TÂCHES À RÉALISER:
A – Dans la critique du film, résumez sous forme de liste le paragraphe qui commence par « L’argument : Ancien marine », en gardant ses faits principaux.
B – Selon la critique du film, pourquoi y a-t-il un paradoxe dans le paragraphe qui commence par « Notre avis » ? Répondez en une à trois phrases.

SOURCE:
◆ ◆ ◆ ◆ ◆ ◆ ◆
Sans foi ni loi
Le 15 janvier 2011
Un western urbain sombre et socialement engagé, mené de front par un Michael Caine magistral.
- Réalisateur : Daniel Barber
- Acteurs : Michael Caine, Emily Mortimer, Charlie Creed-Miles
- Genre : Thriller
- Nationalité : Britannique
- Date de sortie : 12 janvier 2011
– Durée : 1h43min
– Année de production : 2009
Un western urbain sombre et socialement engagé, mené de front par un Michael Caine magistral.
L’argument : Ancien marine à la retraite, Harry Brown vit dans un quartier difficile de Londres. Témoin de la violence quotidienne engendrée par les trafics de toute sorte, il évite soigneusement toute confrontation et invite son vieil ami Leonard à en faire de même. Le jour où l’inspectrice Frampton lui annonce le meurtre de Leonard, Harry, dévasté, ne peut que constater l’impuissance de la police. Un soir, en rentrant du pub, il se retrouve face à un junkie qui le menace d’un couteau. Malgré les effets de l’alcool, Harry retrouve d’anciens réflexes.
Notre avis : Harry Brown est un ancien Marine mais cette vie-là est derrière lui : il a décidé qu’il ne se servirait plus jamais d’une arme. Harry Brown, c’est aussi Michael Caine au top de sa forme. Impérial et fier, ne laissant pas transparaître expressément les émotions de son personnage. L’acteur s’introduit sans peine dans l’univers urbain, sombre et violent qui définit le film. Et c’est là tout le paradoxe ; alors qu’Harry Brown traite de la violence des banlieues en Angleterre, le personnage principal se démarque de son environnement par une tenue toujours tirée à quatre épingles. Pourtant, il se fond dans le décor par une démarche féline et une hargne qui va ressortir malgré tout, malgré lui.
◆ ◆ ◆ ◆ ◆ ◆ ◆
(Relevés de zones étiquetées)
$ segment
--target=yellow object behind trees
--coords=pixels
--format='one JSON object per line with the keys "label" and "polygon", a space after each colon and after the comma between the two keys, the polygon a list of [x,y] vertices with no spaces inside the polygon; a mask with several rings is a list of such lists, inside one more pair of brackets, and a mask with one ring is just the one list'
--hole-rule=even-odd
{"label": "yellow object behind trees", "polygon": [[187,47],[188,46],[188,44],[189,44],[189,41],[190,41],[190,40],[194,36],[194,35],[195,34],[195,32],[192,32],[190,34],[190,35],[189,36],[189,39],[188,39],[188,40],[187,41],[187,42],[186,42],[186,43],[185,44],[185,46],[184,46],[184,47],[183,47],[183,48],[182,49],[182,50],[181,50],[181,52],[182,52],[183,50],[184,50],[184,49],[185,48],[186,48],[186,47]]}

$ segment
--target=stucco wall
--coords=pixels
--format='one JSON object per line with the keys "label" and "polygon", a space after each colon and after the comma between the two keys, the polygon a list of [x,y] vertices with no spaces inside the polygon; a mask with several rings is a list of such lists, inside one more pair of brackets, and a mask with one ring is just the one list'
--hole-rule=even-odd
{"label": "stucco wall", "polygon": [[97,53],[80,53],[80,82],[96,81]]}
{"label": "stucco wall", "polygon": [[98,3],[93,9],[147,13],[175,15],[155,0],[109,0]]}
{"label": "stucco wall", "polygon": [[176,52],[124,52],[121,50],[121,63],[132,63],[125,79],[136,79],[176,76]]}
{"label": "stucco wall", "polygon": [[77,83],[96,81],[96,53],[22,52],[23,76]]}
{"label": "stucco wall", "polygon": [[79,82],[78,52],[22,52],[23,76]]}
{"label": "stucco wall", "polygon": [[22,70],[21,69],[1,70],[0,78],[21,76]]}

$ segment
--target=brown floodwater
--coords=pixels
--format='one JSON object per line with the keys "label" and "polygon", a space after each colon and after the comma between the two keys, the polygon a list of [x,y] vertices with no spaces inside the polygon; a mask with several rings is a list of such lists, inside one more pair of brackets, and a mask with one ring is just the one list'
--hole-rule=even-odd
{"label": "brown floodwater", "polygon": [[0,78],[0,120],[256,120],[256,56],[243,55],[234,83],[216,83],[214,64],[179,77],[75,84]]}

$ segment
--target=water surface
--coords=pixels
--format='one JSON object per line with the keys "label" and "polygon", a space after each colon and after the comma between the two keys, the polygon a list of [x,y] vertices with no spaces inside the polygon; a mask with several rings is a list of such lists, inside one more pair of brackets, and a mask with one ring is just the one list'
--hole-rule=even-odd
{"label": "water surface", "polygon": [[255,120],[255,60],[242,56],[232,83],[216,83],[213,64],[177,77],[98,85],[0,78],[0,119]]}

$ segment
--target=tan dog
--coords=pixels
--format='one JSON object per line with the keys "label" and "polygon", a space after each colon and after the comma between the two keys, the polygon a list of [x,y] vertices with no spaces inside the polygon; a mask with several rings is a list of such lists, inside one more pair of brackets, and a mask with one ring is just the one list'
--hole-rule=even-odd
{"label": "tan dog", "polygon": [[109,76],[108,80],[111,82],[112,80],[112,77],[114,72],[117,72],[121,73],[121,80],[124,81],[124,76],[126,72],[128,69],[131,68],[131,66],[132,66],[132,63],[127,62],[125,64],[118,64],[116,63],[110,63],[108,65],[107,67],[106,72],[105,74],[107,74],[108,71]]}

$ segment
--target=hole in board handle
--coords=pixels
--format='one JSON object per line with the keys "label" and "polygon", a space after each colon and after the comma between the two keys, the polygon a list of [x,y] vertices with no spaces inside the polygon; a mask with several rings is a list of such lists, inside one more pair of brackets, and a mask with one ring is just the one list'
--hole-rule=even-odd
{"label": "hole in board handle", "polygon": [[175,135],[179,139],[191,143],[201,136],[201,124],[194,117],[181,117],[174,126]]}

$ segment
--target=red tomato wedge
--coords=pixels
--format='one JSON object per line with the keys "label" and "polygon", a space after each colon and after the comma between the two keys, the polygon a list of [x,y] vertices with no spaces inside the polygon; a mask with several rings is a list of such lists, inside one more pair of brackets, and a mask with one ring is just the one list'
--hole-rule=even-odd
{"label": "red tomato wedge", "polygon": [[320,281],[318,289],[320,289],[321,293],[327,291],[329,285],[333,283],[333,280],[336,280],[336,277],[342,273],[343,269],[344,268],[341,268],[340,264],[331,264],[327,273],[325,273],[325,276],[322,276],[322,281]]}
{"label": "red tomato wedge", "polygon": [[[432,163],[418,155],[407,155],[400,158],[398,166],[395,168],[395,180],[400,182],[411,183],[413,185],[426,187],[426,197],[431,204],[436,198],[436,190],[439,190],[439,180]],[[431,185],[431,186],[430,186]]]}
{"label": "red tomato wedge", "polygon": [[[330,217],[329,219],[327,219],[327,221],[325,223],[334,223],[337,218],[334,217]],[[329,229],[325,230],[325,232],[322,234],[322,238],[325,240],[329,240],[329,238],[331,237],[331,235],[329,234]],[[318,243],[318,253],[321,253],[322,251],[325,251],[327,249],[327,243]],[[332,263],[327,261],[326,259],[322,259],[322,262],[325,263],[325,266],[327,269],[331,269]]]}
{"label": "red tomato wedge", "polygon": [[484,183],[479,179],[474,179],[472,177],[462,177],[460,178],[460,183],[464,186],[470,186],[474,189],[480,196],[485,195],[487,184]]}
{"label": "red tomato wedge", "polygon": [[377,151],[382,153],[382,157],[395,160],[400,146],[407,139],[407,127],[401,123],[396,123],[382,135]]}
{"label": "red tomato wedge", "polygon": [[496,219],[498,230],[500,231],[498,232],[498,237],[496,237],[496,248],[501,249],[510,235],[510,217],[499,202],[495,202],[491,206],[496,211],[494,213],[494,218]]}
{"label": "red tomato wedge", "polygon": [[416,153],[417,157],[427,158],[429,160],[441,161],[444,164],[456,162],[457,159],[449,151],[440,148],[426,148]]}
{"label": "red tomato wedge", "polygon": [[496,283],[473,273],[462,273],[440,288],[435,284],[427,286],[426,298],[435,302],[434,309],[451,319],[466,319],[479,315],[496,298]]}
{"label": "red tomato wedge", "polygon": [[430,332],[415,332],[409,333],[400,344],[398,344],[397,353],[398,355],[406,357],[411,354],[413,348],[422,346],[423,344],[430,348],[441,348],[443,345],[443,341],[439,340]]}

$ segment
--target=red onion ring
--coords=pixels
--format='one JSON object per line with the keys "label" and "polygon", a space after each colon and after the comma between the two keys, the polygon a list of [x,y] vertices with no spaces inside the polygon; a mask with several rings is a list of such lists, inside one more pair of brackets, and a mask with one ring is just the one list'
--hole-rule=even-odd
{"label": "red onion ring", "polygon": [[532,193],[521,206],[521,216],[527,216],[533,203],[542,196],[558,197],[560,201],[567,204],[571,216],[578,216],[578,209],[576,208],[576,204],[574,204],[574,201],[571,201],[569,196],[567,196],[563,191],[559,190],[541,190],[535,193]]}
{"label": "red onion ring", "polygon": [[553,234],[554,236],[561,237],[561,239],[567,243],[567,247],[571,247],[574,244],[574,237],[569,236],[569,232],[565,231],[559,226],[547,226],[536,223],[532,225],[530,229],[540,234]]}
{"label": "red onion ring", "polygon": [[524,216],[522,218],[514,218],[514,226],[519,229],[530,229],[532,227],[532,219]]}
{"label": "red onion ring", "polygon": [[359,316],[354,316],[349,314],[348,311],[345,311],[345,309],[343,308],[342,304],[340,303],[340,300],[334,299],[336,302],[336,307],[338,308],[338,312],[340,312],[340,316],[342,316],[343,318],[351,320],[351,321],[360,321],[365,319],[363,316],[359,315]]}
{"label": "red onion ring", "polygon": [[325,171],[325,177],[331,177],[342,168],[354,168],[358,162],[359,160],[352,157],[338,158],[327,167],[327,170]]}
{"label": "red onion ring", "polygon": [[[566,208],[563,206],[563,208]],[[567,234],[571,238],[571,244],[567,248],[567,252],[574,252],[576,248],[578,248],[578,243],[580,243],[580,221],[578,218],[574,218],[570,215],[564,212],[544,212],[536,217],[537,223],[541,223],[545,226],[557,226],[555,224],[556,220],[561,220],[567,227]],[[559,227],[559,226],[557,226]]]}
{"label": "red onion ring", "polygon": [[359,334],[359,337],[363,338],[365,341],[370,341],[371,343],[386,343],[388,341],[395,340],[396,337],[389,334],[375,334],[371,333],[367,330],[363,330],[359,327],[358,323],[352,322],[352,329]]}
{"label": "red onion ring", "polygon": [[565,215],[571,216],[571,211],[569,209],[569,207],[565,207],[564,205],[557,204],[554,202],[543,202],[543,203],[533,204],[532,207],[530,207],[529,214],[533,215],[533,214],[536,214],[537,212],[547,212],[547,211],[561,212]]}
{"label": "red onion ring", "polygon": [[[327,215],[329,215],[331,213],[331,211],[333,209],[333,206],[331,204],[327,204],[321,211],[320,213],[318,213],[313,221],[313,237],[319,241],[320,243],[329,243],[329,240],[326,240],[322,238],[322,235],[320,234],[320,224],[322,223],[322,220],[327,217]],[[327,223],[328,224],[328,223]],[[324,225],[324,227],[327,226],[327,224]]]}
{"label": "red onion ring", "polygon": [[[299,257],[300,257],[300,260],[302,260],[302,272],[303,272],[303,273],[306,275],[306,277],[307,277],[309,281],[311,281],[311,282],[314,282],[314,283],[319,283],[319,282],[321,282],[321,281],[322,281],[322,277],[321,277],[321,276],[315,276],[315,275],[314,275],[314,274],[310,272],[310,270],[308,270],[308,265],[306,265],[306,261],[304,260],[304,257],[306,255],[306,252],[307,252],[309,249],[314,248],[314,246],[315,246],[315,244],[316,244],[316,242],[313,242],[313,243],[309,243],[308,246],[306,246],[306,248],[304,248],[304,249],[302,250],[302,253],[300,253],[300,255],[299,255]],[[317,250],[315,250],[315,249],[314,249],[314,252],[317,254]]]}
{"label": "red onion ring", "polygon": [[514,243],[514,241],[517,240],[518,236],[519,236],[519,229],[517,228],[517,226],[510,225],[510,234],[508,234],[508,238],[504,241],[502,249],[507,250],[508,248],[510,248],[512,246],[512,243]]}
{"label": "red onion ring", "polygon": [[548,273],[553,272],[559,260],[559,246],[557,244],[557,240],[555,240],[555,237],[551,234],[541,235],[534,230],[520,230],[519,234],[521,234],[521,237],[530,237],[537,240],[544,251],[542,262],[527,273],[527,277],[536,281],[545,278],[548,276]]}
◆ ◆ ◆ ◆ ◆ ◆ ◆
SOLUTIONS PROPOSÉES:
A –
- Harry Brown, ancien marine à la retraite, vit dans un quartier difficile de Londres.
- Il est témoin de la violence quotidienne liée aux trafics, évite toute confrontation et conseille à son vieil ami Leonard d’en faire autant.
- L’inspectrice Frampton lui annonce le meurtre de Leonard. Dévasté, Harry constate l’impuissance de la police.
- Un soir, en rentrant du pub, il est menacé au couteau par un junkie.
- Malgré l’alcool, il retrouve d’anciens réflexes.

B – Le film traite de la violence des banlieues en Angleterre, mais son personnage principal se démarque de cet environnement par une tenue toujours tirée à quatre épingles. Il se fond pourtant dans le décor par sa démarche féline et par une hargne qui ressort malgré lui.